■ Verilen görev A
Eğitim politikaları üzerine olan metne göre, büyük önderin ölümünden sonra gelen devlet yöneticileri hangi eğitim sistemini ön plana çıkardı?
■ Verilen görev B
Eğitim politikaları üzerine olan metinde "FELAKET SENARYOSU!!!" sözcüklerini içeren yerle açılıp "sınırları içerisinde görebiliriz." ile kapanan bölümü hiçbir değişiklik yapmadan çoğaltın.

■ Okuma metni
FELAKET SENARYOSU!!!
Atatürk’ün önderliğinde gerçekleşen Türk Milli Devriminde izlenen eğitim politikaları ülkemiz açısından çok önemliydi.
1) YABANCI DİL ÖĞRENMENİN ÖNEMİ
Atatürk’ün önderliğinde gerçekleşen Türk Milli Devriminde izlenen eğitim politikaları ülkemiz açısından çok önemliydi. Türkiye, cumhuriyetin ilk yıllarında eğitim ve öğretimde adeta fırtına gibi esti. Ancak büyük önderin ölümünden sonra gelen devlet yöneticileri bu eğitim politikasını terk ederek, taklitçi ve ezberci eğitim sistemini ön plana çıkardılar. Kuşkusuz bu taklitçiliği geniş bir bakış açısıyla değerlendirmemiz gerekmektedir. Bu taklitçilik ve eğitim anlayışını cumhuriyetin temel kazanımlarına karşı gerçekleştirilen “karşı devrim” sınırları içerisinde görebiliriz.

■ Veri bölümü

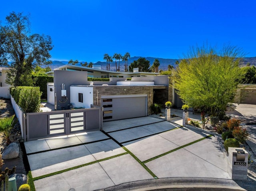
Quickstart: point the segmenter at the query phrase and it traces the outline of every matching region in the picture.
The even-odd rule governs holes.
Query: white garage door
[[[146,95],[102,97],[103,121],[146,116],[147,98]]]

■ Tam yanıt A
Taklitçi ve ezberci eğitim sistemini ön plana çıkardılar.

■ Tam yanıt B
FELAKET SENARYOSU!!!
Atatürk’ün önderliğinde gerçekleşen Türk Milli Devriminde izlenen eğitim politikaları ülkemiz açısından çok önemliydi.
1) YABANCI DİL ÖĞRENMENİN ÖNEMİ
Atatürk’ün önderliğinde gerçekleşen Türk Milli Devriminde izlenen eğitim politikaları ülkemiz açısından çok önemliydi. Türkiye, cumhuriyetin ilk yıllarında eğitim ve öğretimde adeta fırtına gibi esti. Ancak büyük önderin ölümünden sonra gelen devlet yöneticileri bu eğitim politikasını terk ederek, taklitçi ve ezberci eğitim sistemini ön plana çıkardılar. Kuşkusuz bu taklitçiliği geniş bir bakış açısıyla değerlendirmemiz gerekmektedir. Bu taklitçilik ve eğitim anlayışını cumhuriyetin temel kazanımlarına karşı gerçekleştirilen “karşı devrim” sınırları içerisinde görebiliriz.